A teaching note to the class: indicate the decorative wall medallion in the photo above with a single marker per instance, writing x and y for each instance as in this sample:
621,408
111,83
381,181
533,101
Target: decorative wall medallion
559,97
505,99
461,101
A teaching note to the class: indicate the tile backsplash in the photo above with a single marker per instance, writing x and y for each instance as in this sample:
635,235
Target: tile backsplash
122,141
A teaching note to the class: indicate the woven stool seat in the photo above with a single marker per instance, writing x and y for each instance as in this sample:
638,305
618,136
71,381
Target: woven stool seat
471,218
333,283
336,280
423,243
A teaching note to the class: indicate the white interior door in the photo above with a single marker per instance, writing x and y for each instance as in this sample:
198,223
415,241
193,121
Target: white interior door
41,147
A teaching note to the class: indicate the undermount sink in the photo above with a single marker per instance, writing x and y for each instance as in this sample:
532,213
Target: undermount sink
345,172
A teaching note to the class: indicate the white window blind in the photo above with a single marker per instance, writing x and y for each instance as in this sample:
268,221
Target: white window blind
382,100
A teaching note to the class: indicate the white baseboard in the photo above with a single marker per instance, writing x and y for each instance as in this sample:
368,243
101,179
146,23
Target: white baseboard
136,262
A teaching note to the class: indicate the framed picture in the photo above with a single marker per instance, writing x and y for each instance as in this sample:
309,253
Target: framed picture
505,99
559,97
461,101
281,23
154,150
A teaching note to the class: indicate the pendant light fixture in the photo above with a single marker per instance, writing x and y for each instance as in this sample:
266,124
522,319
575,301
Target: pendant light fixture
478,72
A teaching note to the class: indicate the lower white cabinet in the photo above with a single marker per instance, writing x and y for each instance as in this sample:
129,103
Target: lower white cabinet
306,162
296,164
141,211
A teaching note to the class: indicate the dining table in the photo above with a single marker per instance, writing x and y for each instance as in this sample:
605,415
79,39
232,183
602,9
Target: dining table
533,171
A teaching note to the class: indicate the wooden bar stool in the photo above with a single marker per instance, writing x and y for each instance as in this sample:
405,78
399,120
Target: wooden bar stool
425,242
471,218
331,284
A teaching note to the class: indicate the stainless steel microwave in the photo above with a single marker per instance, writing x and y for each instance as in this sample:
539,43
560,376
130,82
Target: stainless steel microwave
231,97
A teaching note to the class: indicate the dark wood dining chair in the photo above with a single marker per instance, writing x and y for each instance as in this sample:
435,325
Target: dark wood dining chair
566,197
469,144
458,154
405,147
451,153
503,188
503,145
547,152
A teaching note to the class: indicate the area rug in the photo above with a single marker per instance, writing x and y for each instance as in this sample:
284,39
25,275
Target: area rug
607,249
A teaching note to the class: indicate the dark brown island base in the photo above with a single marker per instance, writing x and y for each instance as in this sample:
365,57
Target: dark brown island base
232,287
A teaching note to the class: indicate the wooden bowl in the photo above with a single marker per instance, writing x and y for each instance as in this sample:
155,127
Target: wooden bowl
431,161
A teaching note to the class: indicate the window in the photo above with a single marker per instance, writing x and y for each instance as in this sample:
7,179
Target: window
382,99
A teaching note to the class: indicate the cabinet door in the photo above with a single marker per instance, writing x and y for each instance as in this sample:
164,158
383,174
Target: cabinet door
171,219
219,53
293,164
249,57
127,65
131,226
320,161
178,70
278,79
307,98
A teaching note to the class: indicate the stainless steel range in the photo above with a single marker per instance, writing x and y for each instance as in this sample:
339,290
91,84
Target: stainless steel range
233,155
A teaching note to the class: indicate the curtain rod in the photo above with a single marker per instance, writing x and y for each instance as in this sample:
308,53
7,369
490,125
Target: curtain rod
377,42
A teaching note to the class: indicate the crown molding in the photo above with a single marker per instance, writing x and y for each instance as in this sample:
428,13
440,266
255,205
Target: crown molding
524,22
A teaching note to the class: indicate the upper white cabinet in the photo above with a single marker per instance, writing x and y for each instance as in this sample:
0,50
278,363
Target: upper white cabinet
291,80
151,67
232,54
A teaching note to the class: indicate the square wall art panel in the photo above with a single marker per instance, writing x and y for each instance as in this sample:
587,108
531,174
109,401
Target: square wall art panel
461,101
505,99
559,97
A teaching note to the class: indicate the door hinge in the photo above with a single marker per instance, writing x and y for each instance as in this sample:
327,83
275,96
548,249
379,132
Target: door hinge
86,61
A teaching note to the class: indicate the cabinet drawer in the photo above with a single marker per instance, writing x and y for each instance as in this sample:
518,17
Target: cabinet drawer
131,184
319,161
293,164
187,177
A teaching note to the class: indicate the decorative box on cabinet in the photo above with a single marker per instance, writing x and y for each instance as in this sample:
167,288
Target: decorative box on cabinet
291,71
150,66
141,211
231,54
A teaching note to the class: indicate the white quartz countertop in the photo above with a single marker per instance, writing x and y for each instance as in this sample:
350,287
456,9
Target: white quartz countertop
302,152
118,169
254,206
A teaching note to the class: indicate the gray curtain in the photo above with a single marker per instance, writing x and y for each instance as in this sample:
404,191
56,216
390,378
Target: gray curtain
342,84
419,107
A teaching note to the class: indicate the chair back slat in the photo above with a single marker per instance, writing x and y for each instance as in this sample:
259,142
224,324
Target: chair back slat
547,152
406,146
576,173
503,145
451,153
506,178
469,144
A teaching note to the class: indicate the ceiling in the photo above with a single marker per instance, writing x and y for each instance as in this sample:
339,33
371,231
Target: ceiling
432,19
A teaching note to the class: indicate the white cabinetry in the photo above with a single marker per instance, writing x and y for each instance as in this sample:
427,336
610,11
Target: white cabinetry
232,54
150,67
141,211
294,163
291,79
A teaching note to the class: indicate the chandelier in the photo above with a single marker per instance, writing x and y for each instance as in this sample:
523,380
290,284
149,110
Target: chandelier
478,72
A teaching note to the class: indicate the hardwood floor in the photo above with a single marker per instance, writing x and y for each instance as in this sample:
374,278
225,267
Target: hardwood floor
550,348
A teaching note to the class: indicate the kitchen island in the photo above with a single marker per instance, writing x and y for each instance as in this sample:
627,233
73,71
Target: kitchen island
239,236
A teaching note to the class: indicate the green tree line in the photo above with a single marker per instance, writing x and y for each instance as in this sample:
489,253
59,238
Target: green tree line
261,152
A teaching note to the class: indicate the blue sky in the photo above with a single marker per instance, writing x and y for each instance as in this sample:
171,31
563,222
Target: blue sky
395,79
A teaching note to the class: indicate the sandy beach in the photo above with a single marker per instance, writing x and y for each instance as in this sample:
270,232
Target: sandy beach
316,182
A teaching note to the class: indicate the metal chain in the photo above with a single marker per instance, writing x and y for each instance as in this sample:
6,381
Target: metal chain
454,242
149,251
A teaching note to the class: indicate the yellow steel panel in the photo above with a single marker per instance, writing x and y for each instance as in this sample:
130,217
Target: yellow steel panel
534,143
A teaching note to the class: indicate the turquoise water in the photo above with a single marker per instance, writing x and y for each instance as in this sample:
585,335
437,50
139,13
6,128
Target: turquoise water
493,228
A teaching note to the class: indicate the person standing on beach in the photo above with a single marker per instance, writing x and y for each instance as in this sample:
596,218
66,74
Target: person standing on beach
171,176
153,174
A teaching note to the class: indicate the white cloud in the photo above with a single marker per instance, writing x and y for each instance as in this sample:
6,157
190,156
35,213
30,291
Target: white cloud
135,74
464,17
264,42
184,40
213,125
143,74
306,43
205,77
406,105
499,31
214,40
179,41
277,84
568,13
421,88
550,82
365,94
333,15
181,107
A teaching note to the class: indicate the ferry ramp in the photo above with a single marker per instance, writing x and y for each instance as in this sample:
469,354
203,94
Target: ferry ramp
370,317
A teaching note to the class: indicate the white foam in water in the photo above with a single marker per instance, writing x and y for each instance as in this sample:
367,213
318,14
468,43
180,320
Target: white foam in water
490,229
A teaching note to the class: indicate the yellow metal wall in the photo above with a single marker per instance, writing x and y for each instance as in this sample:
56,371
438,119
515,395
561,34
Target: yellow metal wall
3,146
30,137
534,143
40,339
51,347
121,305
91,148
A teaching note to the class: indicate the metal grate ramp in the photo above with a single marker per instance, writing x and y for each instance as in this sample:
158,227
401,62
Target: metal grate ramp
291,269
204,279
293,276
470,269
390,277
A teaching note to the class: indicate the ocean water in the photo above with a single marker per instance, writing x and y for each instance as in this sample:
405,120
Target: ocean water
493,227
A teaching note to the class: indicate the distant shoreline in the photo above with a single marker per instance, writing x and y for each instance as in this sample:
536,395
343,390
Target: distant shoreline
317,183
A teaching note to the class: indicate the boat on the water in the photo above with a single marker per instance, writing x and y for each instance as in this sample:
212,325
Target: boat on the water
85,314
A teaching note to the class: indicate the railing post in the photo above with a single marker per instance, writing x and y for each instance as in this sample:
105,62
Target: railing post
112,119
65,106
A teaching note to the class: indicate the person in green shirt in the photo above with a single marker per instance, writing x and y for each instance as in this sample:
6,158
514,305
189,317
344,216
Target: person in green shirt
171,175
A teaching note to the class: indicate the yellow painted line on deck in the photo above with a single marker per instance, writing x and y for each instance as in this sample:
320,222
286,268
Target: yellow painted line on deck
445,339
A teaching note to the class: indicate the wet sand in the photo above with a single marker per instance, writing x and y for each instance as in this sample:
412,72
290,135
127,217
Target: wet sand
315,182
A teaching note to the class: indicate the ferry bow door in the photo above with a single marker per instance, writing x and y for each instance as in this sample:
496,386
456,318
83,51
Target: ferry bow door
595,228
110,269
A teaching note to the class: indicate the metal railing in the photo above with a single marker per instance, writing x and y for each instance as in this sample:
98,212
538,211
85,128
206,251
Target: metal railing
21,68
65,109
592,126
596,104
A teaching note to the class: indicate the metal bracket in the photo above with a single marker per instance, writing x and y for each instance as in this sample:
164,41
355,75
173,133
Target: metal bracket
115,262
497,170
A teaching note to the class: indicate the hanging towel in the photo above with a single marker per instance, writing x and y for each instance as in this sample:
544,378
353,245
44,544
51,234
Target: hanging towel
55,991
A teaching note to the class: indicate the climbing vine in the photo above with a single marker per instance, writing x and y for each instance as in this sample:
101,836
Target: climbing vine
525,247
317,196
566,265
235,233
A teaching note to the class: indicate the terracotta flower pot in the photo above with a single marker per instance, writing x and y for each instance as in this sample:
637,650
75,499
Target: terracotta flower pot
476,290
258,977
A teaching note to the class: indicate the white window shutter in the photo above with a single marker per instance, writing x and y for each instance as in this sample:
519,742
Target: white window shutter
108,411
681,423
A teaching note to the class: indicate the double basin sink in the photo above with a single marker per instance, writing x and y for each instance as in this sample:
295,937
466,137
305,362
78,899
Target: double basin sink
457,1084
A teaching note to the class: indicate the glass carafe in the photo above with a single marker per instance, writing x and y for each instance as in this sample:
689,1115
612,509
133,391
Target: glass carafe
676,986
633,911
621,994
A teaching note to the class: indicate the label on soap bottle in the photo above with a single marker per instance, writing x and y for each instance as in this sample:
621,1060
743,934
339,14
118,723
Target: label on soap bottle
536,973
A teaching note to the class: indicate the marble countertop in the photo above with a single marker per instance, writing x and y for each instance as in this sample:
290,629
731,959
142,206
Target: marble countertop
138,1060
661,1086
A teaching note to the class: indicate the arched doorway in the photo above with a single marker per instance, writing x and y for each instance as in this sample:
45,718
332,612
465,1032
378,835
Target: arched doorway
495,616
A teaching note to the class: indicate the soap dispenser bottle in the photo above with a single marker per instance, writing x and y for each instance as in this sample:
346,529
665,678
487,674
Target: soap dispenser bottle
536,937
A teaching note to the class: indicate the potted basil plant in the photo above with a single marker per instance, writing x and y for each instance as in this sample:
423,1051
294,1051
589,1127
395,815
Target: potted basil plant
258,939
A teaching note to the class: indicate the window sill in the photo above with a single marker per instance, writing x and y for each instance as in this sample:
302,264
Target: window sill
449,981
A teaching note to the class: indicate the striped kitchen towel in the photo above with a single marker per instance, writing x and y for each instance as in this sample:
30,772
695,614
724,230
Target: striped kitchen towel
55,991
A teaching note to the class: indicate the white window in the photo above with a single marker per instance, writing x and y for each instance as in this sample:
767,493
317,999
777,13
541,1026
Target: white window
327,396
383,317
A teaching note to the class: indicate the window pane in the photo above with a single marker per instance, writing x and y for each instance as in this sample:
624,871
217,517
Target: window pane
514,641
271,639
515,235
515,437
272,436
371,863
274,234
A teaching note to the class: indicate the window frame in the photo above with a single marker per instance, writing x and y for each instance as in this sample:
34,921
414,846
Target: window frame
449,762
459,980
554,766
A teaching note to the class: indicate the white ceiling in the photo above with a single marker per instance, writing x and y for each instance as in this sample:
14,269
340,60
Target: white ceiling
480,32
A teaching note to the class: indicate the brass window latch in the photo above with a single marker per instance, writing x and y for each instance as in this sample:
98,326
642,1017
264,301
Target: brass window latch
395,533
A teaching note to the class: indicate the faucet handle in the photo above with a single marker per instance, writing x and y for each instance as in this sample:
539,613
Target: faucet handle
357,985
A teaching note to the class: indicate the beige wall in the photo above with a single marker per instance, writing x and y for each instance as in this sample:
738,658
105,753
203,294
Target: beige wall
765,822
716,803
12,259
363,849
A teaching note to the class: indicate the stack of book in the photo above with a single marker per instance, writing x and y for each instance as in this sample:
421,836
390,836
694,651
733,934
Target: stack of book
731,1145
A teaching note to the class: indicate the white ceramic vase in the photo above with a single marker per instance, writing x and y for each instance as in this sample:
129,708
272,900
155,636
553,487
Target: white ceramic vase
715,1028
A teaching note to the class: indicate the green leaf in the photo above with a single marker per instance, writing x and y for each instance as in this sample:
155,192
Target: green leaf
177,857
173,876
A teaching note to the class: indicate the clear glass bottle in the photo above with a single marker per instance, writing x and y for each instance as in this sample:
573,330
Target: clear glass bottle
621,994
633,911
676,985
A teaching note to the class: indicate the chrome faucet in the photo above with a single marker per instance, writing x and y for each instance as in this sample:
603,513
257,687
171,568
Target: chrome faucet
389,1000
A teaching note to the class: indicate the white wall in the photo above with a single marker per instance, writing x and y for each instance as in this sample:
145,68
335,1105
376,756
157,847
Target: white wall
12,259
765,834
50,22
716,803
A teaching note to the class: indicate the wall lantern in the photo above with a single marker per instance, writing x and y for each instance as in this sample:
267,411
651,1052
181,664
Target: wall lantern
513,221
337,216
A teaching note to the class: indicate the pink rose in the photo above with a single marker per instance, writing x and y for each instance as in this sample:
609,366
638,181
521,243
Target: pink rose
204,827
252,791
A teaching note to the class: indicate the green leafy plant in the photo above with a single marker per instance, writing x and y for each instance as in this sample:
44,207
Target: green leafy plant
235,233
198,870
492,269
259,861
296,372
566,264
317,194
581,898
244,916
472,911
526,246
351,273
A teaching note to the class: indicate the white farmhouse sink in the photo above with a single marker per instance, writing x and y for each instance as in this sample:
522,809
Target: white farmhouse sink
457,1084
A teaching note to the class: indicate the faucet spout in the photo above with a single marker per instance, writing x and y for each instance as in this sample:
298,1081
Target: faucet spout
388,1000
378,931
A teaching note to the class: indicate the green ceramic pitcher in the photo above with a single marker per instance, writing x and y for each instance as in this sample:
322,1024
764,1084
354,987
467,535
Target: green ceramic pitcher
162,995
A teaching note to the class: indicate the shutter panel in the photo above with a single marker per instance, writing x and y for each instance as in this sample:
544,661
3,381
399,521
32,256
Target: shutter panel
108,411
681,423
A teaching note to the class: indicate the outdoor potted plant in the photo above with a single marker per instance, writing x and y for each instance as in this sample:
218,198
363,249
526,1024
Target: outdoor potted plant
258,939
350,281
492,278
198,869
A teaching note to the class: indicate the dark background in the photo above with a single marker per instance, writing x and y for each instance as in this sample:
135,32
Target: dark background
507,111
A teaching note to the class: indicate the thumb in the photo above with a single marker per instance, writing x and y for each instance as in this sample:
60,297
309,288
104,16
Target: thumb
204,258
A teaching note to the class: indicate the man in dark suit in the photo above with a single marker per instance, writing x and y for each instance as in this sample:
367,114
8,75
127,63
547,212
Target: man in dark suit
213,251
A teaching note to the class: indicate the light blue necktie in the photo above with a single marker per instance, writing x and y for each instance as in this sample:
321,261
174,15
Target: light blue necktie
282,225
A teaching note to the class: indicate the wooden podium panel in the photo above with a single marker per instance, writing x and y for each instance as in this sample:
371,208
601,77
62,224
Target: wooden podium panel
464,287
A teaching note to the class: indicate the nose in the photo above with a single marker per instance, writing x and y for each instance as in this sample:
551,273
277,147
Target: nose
--------------------------------------------------
= TO DO =
Whenever a line of the data includes the word "nose", show that line in full.

= SOLUTION TO THE EXERCISE =
A teaching note to the class: indicate the nose in the photo above with a single marker per instance, writing x and y for each instance as in this sample:
Target: nose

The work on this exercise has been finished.